▶ **PROBLEM DESCRIPTION**: Starting at the line with "the red and", retype every line through the end of the listing exactly as written, and nothing before it.

▶ **ENTRIES SUPPLIED**:
-------

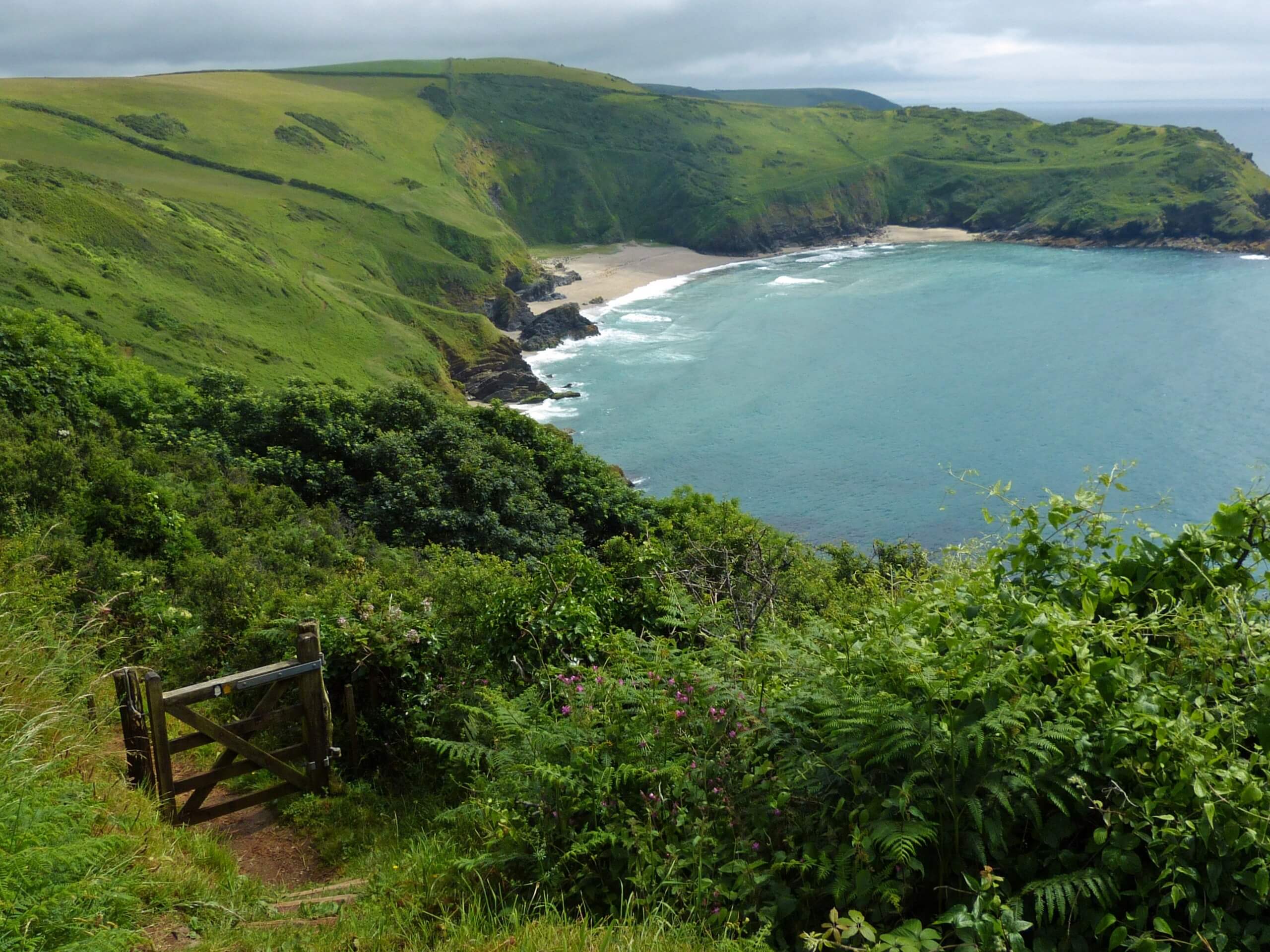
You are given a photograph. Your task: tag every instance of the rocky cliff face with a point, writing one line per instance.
(501, 373)
(552, 328)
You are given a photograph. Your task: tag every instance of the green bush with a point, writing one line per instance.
(439, 98)
(157, 318)
(328, 128)
(666, 705)
(39, 276)
(71, 286)
(159, 126)
(299, 136)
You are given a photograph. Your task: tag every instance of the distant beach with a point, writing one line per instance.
(614, 273)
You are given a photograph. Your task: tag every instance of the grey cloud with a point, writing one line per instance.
(910, 50)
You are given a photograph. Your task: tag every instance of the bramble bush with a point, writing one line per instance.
(666, 705)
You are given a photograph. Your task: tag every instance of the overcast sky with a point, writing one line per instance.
(913, 51)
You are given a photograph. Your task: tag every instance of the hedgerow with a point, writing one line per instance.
(666, 706)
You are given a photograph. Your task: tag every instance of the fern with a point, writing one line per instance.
(1058, 896)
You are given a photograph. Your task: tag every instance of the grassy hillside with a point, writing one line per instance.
(779, 97)
(582, 704)
(348, 221)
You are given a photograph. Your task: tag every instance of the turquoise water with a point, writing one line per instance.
(828, 389)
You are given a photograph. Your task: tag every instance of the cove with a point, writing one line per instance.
(829, 390)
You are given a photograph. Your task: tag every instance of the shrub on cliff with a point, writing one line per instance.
(159, 126)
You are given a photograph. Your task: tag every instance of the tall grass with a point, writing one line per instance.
(84, 862)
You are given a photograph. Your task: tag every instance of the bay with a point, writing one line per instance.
(831, 390)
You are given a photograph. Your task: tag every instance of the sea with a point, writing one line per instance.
(854, 394)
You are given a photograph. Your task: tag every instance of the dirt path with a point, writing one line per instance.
(273, 852)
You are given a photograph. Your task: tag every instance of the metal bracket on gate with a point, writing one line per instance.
(291, 672)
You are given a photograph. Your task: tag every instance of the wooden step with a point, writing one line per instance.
(328, 888)
(293, 904)
(280, 923)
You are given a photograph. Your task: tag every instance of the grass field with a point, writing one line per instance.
(347, 221)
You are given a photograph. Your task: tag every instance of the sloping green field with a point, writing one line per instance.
(348, 221)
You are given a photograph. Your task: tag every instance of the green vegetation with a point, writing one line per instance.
(281, 237)
(591, 701)
(779, 97)
(300, 136)
(158, 126)
(590, 719)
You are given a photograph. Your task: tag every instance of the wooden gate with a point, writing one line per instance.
(144, 713)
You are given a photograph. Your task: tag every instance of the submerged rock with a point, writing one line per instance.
(552, 328)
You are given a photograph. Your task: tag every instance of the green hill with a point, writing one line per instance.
(350, 221)
(779, 97)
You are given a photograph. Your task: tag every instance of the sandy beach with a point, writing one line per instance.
(613, 273)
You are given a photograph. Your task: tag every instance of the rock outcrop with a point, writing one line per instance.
(543, 289)
(508, 311)
(501, 373)
(550, 328)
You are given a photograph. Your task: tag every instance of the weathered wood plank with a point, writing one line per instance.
(328, 888)
(313, 696)
(226, 757)
(355, 753)
(237, 770)
(244, 748)
(159, 735)
(321, 921)
(234, 804)
(226, 683)
(136, 738)
(294, 904)
(244, 729)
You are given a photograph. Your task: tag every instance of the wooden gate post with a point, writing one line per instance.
(163, 754)
(317, 720)
(136, 738)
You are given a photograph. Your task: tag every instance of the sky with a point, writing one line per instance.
(912, 51)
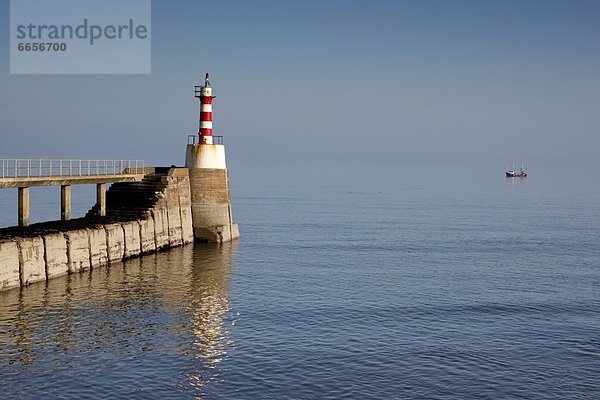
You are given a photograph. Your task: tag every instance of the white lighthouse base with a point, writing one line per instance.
(211, 200)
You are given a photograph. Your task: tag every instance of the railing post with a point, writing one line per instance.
(65, 202)
(101, 199)
(24, 206)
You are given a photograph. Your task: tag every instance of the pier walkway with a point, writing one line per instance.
(25, 173)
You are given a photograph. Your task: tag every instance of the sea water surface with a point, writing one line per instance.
(444, 282)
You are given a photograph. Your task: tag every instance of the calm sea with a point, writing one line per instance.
(445, 282)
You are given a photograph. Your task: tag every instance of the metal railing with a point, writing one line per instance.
(195, 139)
(41, 168)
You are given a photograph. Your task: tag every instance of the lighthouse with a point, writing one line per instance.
(209, 179)
(204, 93)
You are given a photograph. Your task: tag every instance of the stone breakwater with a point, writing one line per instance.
(46, 252)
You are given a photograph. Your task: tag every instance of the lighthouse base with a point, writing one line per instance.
(211, 200)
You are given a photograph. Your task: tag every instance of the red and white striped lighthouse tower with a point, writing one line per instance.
(204, 93)
(209, 180)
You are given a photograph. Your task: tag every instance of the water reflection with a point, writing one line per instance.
(157, 323)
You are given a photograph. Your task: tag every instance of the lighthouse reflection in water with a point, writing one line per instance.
(152, 326)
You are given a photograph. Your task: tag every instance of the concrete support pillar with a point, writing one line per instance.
(23, 206)
(101, 199)
(65, 202)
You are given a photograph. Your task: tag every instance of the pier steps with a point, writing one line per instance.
(142, 217)
(133, 200)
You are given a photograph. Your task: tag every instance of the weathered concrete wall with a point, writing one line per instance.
(98, 247)
(169, 224)
(133, 246)
(115, 242)
(148, 245)
(55, 248)
(78, 250)
(32, 266)
(211, 205)
(161, 228)
(9, 265)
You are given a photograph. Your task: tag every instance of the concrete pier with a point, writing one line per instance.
(101, 199)
(40, 252)
(65, 202)
(23, 206)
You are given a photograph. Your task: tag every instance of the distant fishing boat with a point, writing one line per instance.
(513, 174)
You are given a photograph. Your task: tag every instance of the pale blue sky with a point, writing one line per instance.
(350, 82)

-------

▶ **EXERCISE OUTPUT**:
You are given a photograph. Your task: tag every instance of the red and white striped lighthouse tower with a point, writing one line per instance.
(204, 93)
(209, 180)
You are given a photograph. Your task: tag every instance of the water reflection with a point, writing one line per instance.
(157, 323)
You are given a photograph. Your task: tag every instance of the lighthouse reflection in water with a point, writing one line per instance.
(152, 326)
You are given a photograph. Your task: tag every instance of the concrete support pillar with a point, writing one line per instance.
(23, 206)
(101, 199)
(65, 202)
You are given a photograph. Your task: tag every instance of the pier steps with a point, writing one line per instance.
(142, 217)
(133, 200)
You are given a photograph. Your task: tag every instance of the weathered concrete wall with a point, writing one line per instance.
(98, 247)
(169, 224)
(133, 246)
(115, 242)
(148, 245)
(55, 248)
(78, 250)
(32, 266)
(211, 205)
(161, 228)
(9, 265)
You are given a photograph. Your task: tag every instance of the concrete pier with a point, writing one line per instance.
(101, 199)
(40, 252)
(65, 202)
(23, 206)
You are given a photograph. Your task: tag every instance of the distant fishing boat with a point, writing one line per instance.
(513, 174)
You are given a photograph. Your task: tag every instance of the pale blue sky with a point, writing one line per instance.
(350, 82)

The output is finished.